[Записи набора данных с разметкой точками]

++++++++++

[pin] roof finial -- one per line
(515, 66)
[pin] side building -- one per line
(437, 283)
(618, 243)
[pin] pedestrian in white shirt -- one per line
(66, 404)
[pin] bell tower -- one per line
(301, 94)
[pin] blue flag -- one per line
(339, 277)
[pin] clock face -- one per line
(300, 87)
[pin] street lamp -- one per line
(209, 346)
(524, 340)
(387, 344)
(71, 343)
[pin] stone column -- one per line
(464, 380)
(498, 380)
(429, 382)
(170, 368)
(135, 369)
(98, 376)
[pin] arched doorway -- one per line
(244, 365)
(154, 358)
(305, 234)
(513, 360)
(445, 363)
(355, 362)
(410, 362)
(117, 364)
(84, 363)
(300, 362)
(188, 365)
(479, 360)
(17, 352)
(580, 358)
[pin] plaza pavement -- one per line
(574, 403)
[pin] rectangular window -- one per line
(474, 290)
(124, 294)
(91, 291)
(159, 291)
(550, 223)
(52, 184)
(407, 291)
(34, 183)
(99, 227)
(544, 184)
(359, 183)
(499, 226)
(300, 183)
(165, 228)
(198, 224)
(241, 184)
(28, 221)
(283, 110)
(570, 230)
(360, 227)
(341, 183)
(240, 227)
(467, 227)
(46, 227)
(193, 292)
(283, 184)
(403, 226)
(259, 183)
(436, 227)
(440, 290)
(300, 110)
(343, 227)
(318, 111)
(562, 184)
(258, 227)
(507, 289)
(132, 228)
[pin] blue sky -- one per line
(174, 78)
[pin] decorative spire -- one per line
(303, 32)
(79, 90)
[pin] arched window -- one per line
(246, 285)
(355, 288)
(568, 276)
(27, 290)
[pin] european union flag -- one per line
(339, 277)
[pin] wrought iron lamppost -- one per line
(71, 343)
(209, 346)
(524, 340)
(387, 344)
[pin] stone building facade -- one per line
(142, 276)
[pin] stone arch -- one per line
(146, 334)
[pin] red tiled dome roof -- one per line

++++++++++

▶ Условие задачи
Воспроизведите все строки выше в точности, ничего в них не меняя.

▶ Результат ниже
[pin] roof finial -- one per line
(515, 66)
[pin] side building -- one per line
(437, 283)
(618, 243)
[pin] pedestrian in white shirt -- one per line
(66, 404)
[pin] bell tower -- one per line
(301, 94)
[pin] blue flag -- one per line
(339, 277)
[pin] clock face -- one per line
(300, 87)
[pin] street lamp -- one per line
(209, 346)
(524, 340)
(387, 344)
(71, 343)
[pin] stone column -- one per line
(464, 380)
(498, 380)
(429, 382)
(170, 368)
(135, 369)
(98, 376)
[pin] arched doorway -- one per line
(244, 365)
(154, 358)
(305, 234)
(513, 360)
(445, 363)
(355, 362)
(410, 362)
(117, 364)
(84, 363)
(300, 362)
(188, 365)
(479, 360)
(17, 352)
(580, 358)
[pin] plaza pavement -- one per line
(574, 403)
[pin] rectangular window -- one per line
(474, 290)
(124, 294)
(91, 291)
(159, 291)
(550, 223)
(52, 184)
(407, 291)
(34, 183)
(99, 227)
(544, 184)
(359, 183)
(499, 226)
(300, 183)
(165, 228)
(198, 224)
(241, 184)
(28, 221)
(283, 110)
(570, 230)
(360, 227)
(341, 183)
(240, 227)
(467, 227)
(46, 227)
(193, 292)
(283, 184)
(403, 226)
(259, 183)
(436, 227)
(440, 290)
(300, 110)
(343, 227)
(318, 111)
(562, 184)
(258, 227)
(507, 289)
(132, 228)
[pin] blue sky -- one per line
(174, 78)
[pin] decorative spire -- one per line
(303, 32)
(79, 90)
[pin] arched window -- one per line
(246, 285)
(355, 288)
(568, 276)
(27, 290)
[pin] european union flag -- one per line
(339, 277)
[pin] wrought iron lamppost -- one per line
(71, 343)
(209, 346)
(524, 340)
(387, 344)
[pin] stone building facade -- one per line
(142, 276)
[pin] stone arch -- one per line
(146, 334)
[pin] red tiled dome roof -- one per line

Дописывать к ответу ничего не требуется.